#### EXCERPT TO READ

'''

See, what have I been saying?
Courtesy of CNN:
Health experts say children make up more than 7% of all coronavirus cases in the US — while comprising about 22% of the country’s population — and the number and rate of child cases have been “steadily increasing” from March to July.
The data was posted alongside updated guidance from the US Centers for Disease Control and Prevention for pediatricians that also includes what is known about the virus in children.
“Recent evidence suggests that children likely have the same or higher viral loads in their nasopharynx compared with adults and that children can spread the virus effectively in households and camp settings,” the guidance states.
Transmission of the virus to and among children may have been reduced in spring and early summer due to mitigation measures like stay-at-home orders and school closures, the CDC says.
But now, schools and universities across the country are reopening and in some cases have had to readjust their approach following positive tests among students and staff. How to safely welcome students back has been an ongoing debate between local and state leaders as some push for a return to normalcy and others fear returning to class could prove deadly for some. In some cases, teachers have opted to resign rather than risk contracting the virus.

'''

#### ENTRIES PROVIDED

'''

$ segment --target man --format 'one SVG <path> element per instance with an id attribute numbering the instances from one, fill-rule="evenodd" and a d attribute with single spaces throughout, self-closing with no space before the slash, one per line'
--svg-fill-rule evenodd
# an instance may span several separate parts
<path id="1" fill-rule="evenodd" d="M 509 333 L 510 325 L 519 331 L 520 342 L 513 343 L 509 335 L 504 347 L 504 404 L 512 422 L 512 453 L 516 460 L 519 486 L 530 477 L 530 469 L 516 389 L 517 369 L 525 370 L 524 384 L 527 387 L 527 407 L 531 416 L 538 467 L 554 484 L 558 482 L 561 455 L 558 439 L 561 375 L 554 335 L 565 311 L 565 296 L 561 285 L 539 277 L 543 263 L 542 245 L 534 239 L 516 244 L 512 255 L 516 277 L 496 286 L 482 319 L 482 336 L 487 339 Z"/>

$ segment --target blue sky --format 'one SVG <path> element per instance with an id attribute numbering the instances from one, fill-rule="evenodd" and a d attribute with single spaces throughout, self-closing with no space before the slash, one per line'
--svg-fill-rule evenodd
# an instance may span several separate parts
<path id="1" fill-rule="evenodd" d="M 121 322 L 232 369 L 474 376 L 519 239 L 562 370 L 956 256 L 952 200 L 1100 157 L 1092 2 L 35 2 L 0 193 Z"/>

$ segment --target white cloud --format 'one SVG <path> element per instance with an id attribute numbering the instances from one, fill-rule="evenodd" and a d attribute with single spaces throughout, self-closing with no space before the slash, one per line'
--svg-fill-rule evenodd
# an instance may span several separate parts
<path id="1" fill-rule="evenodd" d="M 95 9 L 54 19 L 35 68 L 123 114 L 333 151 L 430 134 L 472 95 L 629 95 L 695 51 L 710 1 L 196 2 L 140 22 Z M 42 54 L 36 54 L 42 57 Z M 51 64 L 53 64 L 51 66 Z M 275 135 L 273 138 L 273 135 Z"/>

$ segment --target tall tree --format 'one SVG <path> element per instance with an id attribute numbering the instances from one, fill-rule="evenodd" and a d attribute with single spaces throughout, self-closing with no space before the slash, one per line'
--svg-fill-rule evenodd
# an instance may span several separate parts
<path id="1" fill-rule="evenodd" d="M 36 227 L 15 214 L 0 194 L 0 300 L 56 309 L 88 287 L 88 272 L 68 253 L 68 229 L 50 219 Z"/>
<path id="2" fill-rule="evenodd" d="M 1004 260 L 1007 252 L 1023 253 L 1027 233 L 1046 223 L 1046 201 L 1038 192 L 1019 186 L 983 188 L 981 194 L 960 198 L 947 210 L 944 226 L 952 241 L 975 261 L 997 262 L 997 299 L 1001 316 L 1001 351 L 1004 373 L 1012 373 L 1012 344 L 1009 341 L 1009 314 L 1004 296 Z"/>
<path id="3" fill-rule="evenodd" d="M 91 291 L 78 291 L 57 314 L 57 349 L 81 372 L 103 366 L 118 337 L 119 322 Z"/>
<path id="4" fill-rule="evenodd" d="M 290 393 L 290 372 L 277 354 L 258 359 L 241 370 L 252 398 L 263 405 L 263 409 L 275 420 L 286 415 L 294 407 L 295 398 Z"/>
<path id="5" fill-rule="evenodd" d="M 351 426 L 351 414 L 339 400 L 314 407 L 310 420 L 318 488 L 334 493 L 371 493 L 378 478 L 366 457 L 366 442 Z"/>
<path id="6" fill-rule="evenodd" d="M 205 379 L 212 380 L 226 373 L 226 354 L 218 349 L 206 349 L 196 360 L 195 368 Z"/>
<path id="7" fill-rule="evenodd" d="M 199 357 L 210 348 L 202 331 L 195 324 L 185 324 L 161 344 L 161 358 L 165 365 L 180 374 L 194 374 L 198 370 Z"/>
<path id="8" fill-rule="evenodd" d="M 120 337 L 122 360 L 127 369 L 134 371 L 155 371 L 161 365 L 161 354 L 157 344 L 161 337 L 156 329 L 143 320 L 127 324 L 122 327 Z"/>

'''

#### EXERCISE AIM
Write the next part of the post about coronavirus cases among children, starting after its final sentence. The material has no connection to the post about coronavirus in children.

#### ANSWER BELOW
“So if I’m put into a classroom of 30 or more kids, it’s a small room, there’s one exit, the ventilation isn’t all that great for schools,” Arizona teacher Matt Chicci, who quit his job, told CNN. “It’s not a good situation.”
Gee, no kidding.
The CEO of one Tennessee hospital did not pull any punches.
Courtesy of News Channel 5:
Meharry Hospital CEO Dr. James Hildreth is pointing to new research that he says shows it’s not safe for schools to reopen.
The statements were made during Nashville Mayor John Cooper’s Thursday’s COVID-19 briefing. Dr. Hildreth, who regularly speaks at the briefings, points to a new study from the University of Florida involving COVID-19 particles found in the air in a hospital isolation room.
That study proves, according to Dr. Hildreth, that COVID-19 can be transferred through the air in a controlled environment, such as a hospital isolation room, much less an enclosed space with poor ventilation like schools or churches.
“It is now beyond dispute that children can be infected, will be infected, some of them will get sick, and unfortunately, as we know, some of them will also die,” Dr. Hildreth said during Thursday’s briefing.
Dr. Hildreth also pointed his comments towards lawmakers pushing for schools to reopen. “With all due respect, some of our elected leaders who have pushed to open schools the hardest are the least qualified to know if it’s safe to do so, and they’re refusing to listen to the public health experts who spent their whole lives and careers studying these things.”
Now I have been giving you bad Coronavirus news all day today so I thought I would end this post with a little hopeful news.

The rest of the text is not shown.